Position annotation rows:
------------------------------------------------

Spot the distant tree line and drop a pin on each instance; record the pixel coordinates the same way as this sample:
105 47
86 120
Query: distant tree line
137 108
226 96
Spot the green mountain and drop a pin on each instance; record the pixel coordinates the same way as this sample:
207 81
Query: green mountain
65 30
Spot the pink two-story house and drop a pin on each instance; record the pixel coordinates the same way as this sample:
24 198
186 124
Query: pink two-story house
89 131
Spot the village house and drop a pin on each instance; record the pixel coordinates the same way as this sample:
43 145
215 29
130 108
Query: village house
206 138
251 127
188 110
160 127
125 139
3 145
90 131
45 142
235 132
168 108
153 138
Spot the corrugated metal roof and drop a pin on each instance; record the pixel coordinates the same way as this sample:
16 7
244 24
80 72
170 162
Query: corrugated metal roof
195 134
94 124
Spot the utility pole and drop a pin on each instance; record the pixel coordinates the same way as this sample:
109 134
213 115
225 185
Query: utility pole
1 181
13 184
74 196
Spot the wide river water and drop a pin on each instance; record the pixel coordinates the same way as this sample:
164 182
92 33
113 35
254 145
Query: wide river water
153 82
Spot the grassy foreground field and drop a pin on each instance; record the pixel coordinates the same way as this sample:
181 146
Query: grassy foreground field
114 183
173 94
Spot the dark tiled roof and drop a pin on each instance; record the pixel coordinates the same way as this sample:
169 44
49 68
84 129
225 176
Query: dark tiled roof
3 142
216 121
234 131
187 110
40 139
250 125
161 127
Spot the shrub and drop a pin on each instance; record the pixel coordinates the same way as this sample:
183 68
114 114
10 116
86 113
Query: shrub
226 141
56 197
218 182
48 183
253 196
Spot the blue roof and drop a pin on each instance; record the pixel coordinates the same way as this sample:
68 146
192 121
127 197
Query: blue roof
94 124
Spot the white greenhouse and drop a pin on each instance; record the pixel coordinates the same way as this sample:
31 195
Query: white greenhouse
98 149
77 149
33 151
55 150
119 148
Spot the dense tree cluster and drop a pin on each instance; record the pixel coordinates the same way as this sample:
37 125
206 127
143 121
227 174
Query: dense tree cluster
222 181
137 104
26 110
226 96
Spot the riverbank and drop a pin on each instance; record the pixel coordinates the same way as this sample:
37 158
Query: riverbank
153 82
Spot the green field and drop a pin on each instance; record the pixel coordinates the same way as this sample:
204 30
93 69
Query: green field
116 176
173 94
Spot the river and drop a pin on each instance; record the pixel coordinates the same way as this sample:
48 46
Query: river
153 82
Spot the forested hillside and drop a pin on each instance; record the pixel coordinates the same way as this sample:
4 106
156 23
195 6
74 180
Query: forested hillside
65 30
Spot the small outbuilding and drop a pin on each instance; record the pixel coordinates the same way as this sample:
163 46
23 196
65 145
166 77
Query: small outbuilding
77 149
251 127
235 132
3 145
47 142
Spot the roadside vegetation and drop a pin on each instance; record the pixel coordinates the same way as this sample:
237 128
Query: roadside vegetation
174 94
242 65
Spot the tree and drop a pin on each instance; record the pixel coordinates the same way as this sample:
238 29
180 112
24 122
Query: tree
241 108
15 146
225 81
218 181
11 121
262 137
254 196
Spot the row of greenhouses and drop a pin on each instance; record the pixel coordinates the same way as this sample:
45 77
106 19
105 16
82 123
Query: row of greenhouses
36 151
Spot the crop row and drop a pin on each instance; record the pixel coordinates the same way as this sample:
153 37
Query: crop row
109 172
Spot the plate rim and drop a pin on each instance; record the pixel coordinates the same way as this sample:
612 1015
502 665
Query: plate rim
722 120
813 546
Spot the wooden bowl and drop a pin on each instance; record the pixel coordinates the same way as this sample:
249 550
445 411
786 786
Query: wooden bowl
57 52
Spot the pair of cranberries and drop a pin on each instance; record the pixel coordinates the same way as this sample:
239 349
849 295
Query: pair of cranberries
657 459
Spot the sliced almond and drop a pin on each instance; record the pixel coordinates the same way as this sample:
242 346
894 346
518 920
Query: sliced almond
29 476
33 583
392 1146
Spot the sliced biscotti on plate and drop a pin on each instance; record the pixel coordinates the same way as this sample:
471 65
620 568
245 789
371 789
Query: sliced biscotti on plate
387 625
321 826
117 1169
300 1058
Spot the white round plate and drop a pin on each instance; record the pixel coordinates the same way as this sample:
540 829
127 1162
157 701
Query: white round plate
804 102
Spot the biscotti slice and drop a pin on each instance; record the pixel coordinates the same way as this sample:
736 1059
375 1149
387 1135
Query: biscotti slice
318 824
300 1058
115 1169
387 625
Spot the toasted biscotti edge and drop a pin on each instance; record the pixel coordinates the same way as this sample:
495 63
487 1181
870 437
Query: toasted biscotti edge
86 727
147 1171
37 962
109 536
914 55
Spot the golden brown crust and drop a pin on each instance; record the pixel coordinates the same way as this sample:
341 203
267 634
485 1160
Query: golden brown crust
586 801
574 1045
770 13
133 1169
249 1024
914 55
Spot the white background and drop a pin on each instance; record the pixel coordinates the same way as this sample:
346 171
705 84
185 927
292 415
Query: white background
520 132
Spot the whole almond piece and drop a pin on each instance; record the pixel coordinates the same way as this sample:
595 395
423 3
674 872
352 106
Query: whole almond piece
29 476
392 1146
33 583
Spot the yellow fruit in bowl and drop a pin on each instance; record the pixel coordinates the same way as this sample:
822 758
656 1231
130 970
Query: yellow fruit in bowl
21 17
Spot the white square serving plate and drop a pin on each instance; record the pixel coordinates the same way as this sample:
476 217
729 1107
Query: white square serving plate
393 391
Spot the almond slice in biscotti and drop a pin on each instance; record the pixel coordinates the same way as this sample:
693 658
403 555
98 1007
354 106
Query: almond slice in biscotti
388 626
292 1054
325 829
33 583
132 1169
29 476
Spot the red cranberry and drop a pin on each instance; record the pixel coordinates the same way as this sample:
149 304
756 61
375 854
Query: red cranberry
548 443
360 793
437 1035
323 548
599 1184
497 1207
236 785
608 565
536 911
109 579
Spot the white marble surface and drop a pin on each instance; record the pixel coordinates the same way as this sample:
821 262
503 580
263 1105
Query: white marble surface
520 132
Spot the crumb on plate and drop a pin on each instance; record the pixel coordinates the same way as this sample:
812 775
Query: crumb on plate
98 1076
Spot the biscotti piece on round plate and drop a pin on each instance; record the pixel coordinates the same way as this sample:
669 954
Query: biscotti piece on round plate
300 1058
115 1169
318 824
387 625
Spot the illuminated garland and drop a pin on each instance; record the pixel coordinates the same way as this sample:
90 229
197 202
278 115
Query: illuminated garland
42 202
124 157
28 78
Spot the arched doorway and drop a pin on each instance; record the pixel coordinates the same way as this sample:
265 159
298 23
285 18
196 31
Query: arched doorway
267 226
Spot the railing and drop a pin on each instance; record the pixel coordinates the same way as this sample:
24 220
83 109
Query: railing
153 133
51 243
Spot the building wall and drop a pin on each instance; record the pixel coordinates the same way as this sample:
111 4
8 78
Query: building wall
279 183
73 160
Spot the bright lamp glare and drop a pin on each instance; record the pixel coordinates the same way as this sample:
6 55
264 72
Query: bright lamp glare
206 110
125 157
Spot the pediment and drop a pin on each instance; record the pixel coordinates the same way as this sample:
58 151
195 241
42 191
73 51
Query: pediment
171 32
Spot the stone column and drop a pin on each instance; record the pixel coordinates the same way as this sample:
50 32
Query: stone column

------------------------------------------------

▶ Direction
Present everything from the line containing "Spot the bright" down to the end of the rows as a numbered list, leaving out blank lines.

▶ Output of the task
1. Spot the bright lamp glare and drop a pin on each instance; record the pixel coordinates the same way as this sample:
2. 6 55
3. 264 72
4. Query: bright lamp glare
5. 206 110
6. 125 157
7. Spot the pediment and drop a pin on each instance; record the pixel coordinates the same way as this sample:
8. 58 151
9. 195 241
10. 42 191
11. 73 51
12. Query: pediment
13. 171 32
14. Spot the stone column and drop a pin on each instance; record the pixel coordinates the same way as this sample:
15. 50 32
16. Query: stone column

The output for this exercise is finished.